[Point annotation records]
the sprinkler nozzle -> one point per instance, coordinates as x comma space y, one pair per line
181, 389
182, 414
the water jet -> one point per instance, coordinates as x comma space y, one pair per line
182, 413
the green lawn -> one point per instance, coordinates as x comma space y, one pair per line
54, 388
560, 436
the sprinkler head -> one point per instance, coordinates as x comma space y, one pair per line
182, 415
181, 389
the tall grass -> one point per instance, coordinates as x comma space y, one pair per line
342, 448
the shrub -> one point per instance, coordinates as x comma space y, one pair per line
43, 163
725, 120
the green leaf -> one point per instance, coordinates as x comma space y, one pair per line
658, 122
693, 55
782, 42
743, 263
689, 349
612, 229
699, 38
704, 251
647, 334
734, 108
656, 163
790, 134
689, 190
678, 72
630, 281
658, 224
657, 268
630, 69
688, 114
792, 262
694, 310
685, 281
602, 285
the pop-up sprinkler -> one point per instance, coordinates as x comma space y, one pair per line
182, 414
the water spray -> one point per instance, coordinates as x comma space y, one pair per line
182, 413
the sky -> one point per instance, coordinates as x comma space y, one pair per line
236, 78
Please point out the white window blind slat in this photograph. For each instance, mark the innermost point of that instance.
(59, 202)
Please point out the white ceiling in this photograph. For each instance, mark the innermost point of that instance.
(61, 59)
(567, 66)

...

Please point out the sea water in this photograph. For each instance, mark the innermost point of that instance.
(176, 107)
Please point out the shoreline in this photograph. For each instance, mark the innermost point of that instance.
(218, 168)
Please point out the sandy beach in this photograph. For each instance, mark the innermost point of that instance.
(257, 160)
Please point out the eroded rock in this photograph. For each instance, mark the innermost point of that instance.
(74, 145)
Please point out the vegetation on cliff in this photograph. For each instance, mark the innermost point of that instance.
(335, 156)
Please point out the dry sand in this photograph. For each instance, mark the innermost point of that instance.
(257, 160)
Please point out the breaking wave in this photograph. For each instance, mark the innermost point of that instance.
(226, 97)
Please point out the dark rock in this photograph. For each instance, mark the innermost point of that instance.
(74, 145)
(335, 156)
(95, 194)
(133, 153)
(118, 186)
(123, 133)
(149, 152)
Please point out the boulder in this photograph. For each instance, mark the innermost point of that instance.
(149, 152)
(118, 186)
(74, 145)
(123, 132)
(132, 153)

▶ Request
Pull out each line in the entries above that contains the word "green" and copy the whole line.

▶ Answer to this task
the green lawn -> one point per instance, coordinates as x comma space y, one pair per line
the green leaf -> one point per instance, coordinates as x comma space y, one pair per line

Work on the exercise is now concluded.